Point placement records
============================================================

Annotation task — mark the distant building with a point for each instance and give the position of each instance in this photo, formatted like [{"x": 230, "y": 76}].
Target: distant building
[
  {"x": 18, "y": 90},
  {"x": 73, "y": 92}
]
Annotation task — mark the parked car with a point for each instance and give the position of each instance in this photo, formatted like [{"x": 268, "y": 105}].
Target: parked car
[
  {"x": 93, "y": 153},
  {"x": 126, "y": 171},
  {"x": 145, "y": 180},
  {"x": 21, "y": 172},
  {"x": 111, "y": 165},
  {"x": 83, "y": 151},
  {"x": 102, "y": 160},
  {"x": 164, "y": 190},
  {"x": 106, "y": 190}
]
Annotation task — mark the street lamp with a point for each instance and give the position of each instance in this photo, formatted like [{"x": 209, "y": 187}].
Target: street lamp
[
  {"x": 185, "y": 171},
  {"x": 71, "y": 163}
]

============================================================

> _Exercise description_
Repeat the entries above exactly, leaving nothing out.

> _Result for this task_
Annotation task — mark the distant building with a point for each instance and give the position of each instance in this photo, formatted like [{"x": 230, "y": 76}].
Target: distant building
[
  {"x": 18, "y": 90},
  {"x": 73, "y": 92}
]
Annotation task — mark the parked car with a point for each instance and give the position of each instance in this photo, formatted like [{"x": 268, "y": 105}].
Target: parked car
[
  {"x": 93, "y": 153},
  {"x": 126, "y": 171},
  {"x": 145, "y": 180},
  {"x": 21, "y": 172},
  {"x": 111, "y": 165},
  {"x": 83, "y": 151},
  {"x": 102, "y": 160},
  {"x": 164, "y": 190},
  {"x": 106, "y": 190}
]
Annotation task — mark the street lamp with a point for each instance and give the position of each instance in this photo, formatted like [{"x": 209, "y": 187}].
Target: street lamp
[
  {"x": 185, "y": 171},
  {"x": 71, "y": 163}
]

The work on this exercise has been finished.